# Start of Extract provided
My test box is not the fastest, and with loglevel set to zero (most verbose) I could literally see QEMU's BIOS print the messages line-by-line as if it was a 9600bps terminal! And that also caused longer kernel load times - just as if the emulated CPU clock was a couple times slower. - This is not a bug, since implementing those debug messages in a non-blocking way would be just plain over-engineering and they are suspressed in most cases anyway.

This is a proof that it's not MMIO related, I just feel that it should be mentioned :)

krytarowski commented 5 years ago

Do you mean that your report of slowness of OpenBSD was caused by debug level and not MMIO bottleneck?

polprog commented 5 years ago

Yes, exactly.

leecher1337 commented 4 years ago

I'm facing the same problem, one MMIO exit for every write operation in the VGA area is incredibly slow, so in fact it's unusable. dosemu approach of writing a whole emulator just for VGA emulation seems to be a ridiculous amount of work and way too complicated.

No, it's not loglevel related, the roundtrips ARE costly, there are thousands of them per second!

Now what I have tried and at least improves the situation a bit is when I attach the VGA area to a page, check if it changed on every haxm exit (mark already read bytes) and write changed values to the emulated VGA. At least the performance is somewhere near usable, but there still is the problem of detecting changes (I tried GetWriteWatch() API, but it doesn't fire when memory area gets modified by HAXM Guest more than once, I can provide a simple test application as proof).

KVM has a module called "coalesced IO", which collects all MMIO writes into a ringbuffer that can be read and flushed by userspace. Still, I'm not convinced by this concept, as it still has 1 exit per write which is still costly when there are thousands of them per second.

Now I had the following idea, maybe someone can tell me if it would work and if it can be implemented in HAXM that way: 1) VirtualAlloc a PAGE_READWRITE memory page in userspace (Host) 2) Attach the page to the VGA area at Seg A000, BUT mark it WRITE-ONLY in guest EPT (currently I cannot tell HAXM to mark a page write-only, why?). Add that page to a linked list of pages that need to be checked in 3) 3) On every VM exit, check the dirty-bit of the EPT pages attached to VGA. If it is marked dirty, make an Exit to userspace and notify host that it should check VGA area for modifications and sync it to emulated adapter. After call to userspace, clear Dirty-Bit in pagetable. 4) If the VM attempts a read operation (fortunately, this is less likely than write), an exception would be generated which can in turn be translated into an HAX_EXIT_FASTMMIO call, so reads work like with normal MMIO area. There isn't much we can do here, they cannot be coalesced like the writes.
# End of Extract provided
# Start of Given entries
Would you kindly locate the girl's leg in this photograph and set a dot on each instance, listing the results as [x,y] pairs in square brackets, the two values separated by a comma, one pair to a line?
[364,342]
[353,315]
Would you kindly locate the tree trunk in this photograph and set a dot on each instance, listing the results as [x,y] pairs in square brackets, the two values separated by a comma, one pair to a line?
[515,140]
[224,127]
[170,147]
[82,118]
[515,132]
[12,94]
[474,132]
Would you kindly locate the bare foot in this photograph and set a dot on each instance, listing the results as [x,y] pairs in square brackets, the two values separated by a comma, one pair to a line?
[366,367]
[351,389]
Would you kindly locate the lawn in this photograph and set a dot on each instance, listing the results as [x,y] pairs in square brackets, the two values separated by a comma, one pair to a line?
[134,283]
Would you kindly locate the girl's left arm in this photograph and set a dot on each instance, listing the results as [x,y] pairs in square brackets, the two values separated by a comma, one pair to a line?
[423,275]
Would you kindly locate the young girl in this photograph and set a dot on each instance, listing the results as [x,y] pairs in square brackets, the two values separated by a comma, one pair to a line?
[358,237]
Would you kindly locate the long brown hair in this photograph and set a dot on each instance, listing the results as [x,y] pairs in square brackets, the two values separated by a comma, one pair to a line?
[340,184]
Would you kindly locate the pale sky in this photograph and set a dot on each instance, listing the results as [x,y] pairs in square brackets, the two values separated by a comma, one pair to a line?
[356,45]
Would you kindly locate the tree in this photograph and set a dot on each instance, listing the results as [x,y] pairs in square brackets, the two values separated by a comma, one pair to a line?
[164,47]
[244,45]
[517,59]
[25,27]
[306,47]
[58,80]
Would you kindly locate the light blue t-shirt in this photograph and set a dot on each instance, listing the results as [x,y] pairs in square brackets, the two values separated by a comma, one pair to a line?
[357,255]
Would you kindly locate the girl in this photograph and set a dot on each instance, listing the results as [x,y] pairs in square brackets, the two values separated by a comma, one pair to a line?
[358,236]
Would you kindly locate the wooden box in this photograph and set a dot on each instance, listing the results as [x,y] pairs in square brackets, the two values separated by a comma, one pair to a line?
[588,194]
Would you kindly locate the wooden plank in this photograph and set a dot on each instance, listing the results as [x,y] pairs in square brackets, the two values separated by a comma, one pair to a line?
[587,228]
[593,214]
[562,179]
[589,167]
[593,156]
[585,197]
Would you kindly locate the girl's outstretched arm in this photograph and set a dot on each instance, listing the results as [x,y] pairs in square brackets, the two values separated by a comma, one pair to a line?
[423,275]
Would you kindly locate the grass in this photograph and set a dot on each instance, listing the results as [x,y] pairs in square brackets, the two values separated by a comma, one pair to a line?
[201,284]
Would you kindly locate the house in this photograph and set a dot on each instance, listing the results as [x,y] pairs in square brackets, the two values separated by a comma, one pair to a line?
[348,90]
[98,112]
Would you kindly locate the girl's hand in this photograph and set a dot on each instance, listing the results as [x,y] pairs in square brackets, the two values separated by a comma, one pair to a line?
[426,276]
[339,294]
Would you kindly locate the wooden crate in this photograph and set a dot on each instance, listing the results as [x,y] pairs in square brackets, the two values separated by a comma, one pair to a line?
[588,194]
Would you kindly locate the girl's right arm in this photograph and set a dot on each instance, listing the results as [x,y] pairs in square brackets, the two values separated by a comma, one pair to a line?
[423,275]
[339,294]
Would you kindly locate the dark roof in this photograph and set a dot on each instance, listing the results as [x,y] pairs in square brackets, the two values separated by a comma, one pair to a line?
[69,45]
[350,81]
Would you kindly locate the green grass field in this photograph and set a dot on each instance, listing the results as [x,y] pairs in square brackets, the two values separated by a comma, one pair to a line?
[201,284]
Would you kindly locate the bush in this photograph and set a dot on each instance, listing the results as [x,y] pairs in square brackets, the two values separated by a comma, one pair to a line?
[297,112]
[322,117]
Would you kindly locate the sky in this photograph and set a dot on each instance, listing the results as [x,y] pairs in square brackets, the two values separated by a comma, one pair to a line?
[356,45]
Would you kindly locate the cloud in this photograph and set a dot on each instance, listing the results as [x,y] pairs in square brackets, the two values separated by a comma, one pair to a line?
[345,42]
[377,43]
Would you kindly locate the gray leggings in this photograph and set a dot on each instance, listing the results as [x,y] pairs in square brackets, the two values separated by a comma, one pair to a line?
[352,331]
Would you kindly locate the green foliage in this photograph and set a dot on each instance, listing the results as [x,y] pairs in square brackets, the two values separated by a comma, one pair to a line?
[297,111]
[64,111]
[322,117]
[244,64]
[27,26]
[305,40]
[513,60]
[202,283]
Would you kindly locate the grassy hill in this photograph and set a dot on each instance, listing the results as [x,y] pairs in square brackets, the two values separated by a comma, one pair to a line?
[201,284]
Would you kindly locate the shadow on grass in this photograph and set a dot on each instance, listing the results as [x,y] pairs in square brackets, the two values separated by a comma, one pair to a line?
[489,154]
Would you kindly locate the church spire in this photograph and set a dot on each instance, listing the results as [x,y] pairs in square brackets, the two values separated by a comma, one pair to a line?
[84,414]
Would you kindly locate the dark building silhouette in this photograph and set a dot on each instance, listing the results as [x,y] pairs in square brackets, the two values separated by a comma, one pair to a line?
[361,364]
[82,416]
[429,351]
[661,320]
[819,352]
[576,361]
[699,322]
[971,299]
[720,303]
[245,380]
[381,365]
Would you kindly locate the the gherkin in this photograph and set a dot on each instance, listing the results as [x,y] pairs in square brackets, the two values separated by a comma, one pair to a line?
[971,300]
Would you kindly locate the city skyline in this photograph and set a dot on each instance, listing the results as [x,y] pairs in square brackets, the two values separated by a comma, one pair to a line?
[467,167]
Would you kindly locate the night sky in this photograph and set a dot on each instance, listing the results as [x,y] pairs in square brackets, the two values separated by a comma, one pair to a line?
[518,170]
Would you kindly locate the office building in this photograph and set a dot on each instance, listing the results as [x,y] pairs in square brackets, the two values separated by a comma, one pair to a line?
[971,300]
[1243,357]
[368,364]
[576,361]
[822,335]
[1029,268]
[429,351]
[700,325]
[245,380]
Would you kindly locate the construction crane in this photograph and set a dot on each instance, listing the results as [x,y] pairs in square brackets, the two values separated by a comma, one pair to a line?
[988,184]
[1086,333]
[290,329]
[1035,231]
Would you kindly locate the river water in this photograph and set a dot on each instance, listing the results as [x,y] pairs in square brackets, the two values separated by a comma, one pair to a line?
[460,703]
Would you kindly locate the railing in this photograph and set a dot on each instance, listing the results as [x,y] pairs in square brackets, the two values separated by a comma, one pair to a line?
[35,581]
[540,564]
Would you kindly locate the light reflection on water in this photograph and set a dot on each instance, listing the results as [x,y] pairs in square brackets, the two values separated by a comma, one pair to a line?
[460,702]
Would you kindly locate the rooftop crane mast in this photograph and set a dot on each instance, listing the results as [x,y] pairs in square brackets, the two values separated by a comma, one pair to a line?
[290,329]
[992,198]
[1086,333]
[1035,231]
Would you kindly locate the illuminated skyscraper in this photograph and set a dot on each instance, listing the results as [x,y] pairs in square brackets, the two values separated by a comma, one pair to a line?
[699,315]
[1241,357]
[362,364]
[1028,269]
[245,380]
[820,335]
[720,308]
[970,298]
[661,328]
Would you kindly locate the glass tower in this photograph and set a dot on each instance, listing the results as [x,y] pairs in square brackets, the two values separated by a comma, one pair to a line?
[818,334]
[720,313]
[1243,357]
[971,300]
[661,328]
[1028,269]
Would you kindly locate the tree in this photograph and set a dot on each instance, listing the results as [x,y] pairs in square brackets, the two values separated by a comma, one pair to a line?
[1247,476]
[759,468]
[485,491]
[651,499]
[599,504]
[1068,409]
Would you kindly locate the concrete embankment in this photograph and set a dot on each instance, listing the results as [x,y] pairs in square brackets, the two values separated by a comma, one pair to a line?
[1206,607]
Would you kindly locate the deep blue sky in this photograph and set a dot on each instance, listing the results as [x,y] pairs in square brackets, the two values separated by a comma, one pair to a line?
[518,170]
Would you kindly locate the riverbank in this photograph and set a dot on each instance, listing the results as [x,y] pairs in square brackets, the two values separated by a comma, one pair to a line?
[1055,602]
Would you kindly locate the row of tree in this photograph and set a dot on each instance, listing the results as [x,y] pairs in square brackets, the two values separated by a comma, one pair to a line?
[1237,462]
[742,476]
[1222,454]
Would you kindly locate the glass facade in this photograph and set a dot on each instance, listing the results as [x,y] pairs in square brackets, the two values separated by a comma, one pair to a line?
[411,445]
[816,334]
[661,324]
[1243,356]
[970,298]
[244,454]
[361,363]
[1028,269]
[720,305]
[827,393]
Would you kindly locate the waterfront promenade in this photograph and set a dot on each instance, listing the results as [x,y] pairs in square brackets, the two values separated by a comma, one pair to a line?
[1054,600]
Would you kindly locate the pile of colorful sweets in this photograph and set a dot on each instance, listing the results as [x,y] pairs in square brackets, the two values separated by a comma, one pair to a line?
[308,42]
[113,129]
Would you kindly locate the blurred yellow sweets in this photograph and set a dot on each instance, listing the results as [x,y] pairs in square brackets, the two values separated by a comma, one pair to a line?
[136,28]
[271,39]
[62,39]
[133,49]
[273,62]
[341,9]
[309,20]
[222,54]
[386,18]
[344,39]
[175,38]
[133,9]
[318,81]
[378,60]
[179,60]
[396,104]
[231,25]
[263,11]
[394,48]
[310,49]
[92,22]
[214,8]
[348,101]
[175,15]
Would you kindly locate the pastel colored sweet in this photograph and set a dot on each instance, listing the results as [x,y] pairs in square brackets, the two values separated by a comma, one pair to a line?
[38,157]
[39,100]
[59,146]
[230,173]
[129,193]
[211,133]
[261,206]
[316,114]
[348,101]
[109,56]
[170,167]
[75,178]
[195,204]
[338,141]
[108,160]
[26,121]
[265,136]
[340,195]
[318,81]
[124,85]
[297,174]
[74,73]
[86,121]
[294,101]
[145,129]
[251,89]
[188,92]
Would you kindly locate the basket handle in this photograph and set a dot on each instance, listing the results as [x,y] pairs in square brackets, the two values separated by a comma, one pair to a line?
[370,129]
# End of Given entries
Write out, word for word, the part of the MMIO performance thread above that opens with the words "I'm facing the" and closes with "application as proof).".

» **Solution to the exercise**:
I'm facing the same problem, one MMIO exit for every write operation in the VGA area is incredibly slow, so in fact it's unusable. dosemu approach of writing a whole emulator just for VGA emulation seems to be a ridiculous amount of work and way too complicated.

No, it's not loglevel related, the roundtrips ARE costly, there are thousands of them per second!

Now what I have tried and at least improves the situation a bit is when I attach the VGA area to a page, check if it changed on every haxm exit (mark already read bytes) and write changed values to the emulated VGA. At least the performance is somewhere near usable, but there still is the problem of detecting changes (I tried GetWriteWatch() API, but it doesn't fire when memory area gets modified by HAXM Guest more than once, I can provide a simple test application as proof).